Task brief:
Without any pictures, output the records exactly as they are.

"""

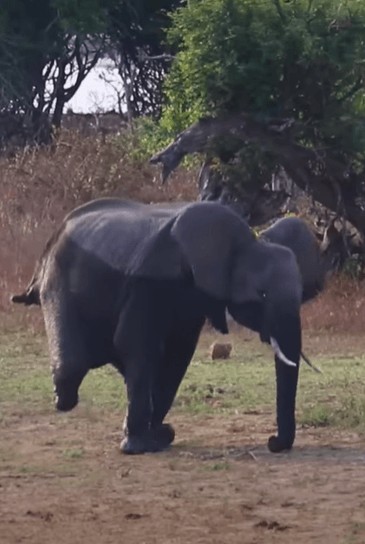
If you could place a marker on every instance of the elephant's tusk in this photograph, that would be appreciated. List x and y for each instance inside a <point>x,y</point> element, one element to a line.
<point>307,361</point>
<point>279,353</point>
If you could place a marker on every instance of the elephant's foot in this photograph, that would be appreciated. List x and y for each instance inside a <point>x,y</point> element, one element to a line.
<point>152,441</point>
<point>66,403</point>
<point>277,445</point>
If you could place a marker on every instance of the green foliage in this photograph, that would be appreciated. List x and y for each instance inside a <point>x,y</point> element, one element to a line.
<point>299,58</point>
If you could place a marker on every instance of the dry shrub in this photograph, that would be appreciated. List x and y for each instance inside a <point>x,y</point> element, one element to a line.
<point>339,309</point>
<point>39,186</point>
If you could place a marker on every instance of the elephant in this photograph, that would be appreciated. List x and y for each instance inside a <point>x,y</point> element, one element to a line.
<point>132,285</point>
<point>295,234</point>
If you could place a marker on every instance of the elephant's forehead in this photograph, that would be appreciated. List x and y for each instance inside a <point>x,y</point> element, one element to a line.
<point>114,238</point>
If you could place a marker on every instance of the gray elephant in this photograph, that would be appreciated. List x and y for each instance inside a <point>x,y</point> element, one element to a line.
<point>295,233</point>
<point>132,285</point>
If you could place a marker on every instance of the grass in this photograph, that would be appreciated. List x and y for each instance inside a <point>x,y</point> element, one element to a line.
<point>243,384</point>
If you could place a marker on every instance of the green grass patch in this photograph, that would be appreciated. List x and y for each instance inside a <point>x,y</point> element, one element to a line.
<point>242,384</point>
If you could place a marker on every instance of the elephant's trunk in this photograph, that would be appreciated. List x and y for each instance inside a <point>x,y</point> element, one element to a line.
<point>285,333</point>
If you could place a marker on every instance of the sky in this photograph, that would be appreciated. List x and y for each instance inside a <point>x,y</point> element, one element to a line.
<point>94,94</point>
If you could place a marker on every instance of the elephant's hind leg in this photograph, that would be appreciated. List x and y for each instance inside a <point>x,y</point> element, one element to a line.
<point>67,347</point>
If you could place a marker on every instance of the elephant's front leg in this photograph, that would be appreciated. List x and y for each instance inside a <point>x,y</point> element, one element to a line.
<point>179,350</point>
<point>140,341</point>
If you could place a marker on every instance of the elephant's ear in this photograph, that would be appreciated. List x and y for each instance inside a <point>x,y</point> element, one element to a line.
<point>209,235</point>
<point>202,241</point>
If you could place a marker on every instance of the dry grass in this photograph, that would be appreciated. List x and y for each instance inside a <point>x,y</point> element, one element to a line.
<point>38,186</point>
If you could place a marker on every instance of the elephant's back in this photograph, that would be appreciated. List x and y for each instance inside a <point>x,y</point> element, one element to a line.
<point>114,233</point>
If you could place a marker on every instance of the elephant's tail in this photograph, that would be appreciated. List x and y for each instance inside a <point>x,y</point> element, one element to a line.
<point>30,295</point>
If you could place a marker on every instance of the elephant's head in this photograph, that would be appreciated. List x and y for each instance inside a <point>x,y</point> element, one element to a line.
<point>259,283</point>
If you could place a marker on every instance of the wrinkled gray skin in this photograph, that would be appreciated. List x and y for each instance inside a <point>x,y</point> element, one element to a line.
<point>132,285</point>
<point>294,233</point>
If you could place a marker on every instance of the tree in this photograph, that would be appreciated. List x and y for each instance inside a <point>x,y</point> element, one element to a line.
<point>47,49</point>
<point>136,36</point>
<point>281,85</point>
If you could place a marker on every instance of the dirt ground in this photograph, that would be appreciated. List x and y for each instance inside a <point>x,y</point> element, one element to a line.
<point>217,484</point>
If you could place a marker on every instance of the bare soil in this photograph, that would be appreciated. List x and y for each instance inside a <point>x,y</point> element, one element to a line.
<point>217,484</point>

"""

Task answer:
If you could place a marker on every instance of the elephant's tusk in this photograph, that would be appreciated. List x and y for each instance inside a <point>x,y</point> element, one element to a line.
<point>307,361</point>
<point>279,353</point>
If you could place a marker on every instance of the elephant's foot in this photograph, that would be appreciated. List x and y for each instance inside a <point>x,y</point> element, one element to a line.
<point>152,441</point>
<point>66,403</point>
<point>277,445</point>
If you could place a marker on every instance of the green foliage in this photograph, that would be appreciated. List x and y for each instance inside a <point>x,y</point> element, one element to a line.
<point>299,58</point>
If you could place a marker on every instance of the dry shrub in this photograph, that would be appreciated. List x and y for each instance inside a <point>x,y</point> element, one element to a line.
<point>339,309</point>
<point>39,186</point>
If you could place a marker on every instance of the elephant in this photograph, that would be appreciated. List x and y for each instance inside a <point>x,y</point> element, one element to a line.
<point>132,285</point>
<point>295,234</point>
If you could place a marker on every instance of the elephant's forehead in this photograph, that would be appreciated. List x and y for each instance inside a <point>x,y</point> element, one element to a line.
<point>114,238</point>
If you could place a marker on every instance of the gray elephant in this photograph, that would be appreciated. List x and y for each instance inside a <point>x,y</point> element, one element to a line.
<point>295,233</point>
<point>132,285</point>
If you could place a marker on every instance of the grass in this photograph, that would be appreciated. List x and y for each instance inside a <point>x,y</point> element, one element to a line.
<point>243,384</point>
If you could place a marker on every instance of the green grass patch in this photograph, that would be appreciated. List x and y for each instance inside a <point>x,y</point> element, one element to a line.
<point>242,384</point>
If you could place a marker on every instance of the elephant's trunk in this photograph, that would be appreciated. List x and y for each instance inside a <point>x,y</point> element, one element to a line.
<point>285,333</point>
If you could place a marker on every instance of the sky in this photograph, that would be appreciated. List x and y for each instance inside a <point>x,y</point> element, one element to a line.
<point>94,94</point>
If you could place a marker on every instance of the elephant's hind leg in this photograph, that would be appreciated. List x and y for each instance inside a <point>x,y</point> element, one element to a line.
<point>67,347</point>
If you could place a marker on every instance of the elephant's front leg in this photograph, that would be appreciated. List x and y for each instance inside a <point>x,y</point> element, one element to a line.
<point>179,350</point>
<point>140,341</point>
If you could place a marker on every instance of the elephant's ear in this photograph, that would be appreciated. List x and y for each instance inside a <point>x,y</point> element, one element to a line.
<point>209,235</point>
<point>202,241</point>
If you could place a marker on every instance of the dry grass in this photograph, that would be appreciated. List x and y for each instance inside a <point>x,y</point> element, one element to a line.
<point>38,186</point>
If you could place a marker on every instance of the elephant's back in this photograph, that would be appreciated. List x and y for each instance inside a <point>x,y</point> element, one element to a line.
<point>114,233</point>
If you could place a marker on every instance of the elephant's tail in this photograph, that would be appreciated. List x and y for each instance inside a <point>x,y</point> element, one element to a line.
<point>30,295</point>
If you could place a marker on every instance of the elephant's head in this photograph, that would be appreciated. List x and y for each instance inside a <point>x,y</point> element, one element to a line.
<point>259,283</point>
If you could place a marker on every instance of the wrinkled gray skin in this photograph, that would be appreciated. List x and y for each instance inside a <point>x,y</point> element, one element to a line.
<point>132,285</point>
<point>294,233</point>
If you could place a marker on every instance of the tree in this photograph, that would be appreciated. List x and y for each instance inside a <point>x,y</point> element, one element to a line.
<point>47,49</point>
<point>136,36</point>
<point>281,85</point>
If you could place a marker on every instance of the dirt ground in this photograph, that would be appreciated. List x and y for each instance inside a <point>x,y</point> element, one element to a line.
<point>217,484</point>
If you could place a marker on every instance of the bare soil in this photograph, that would be appreciated. List x and y for each instance inside a <point>x,y</point> element, one element to a line.
<point>217,484</point>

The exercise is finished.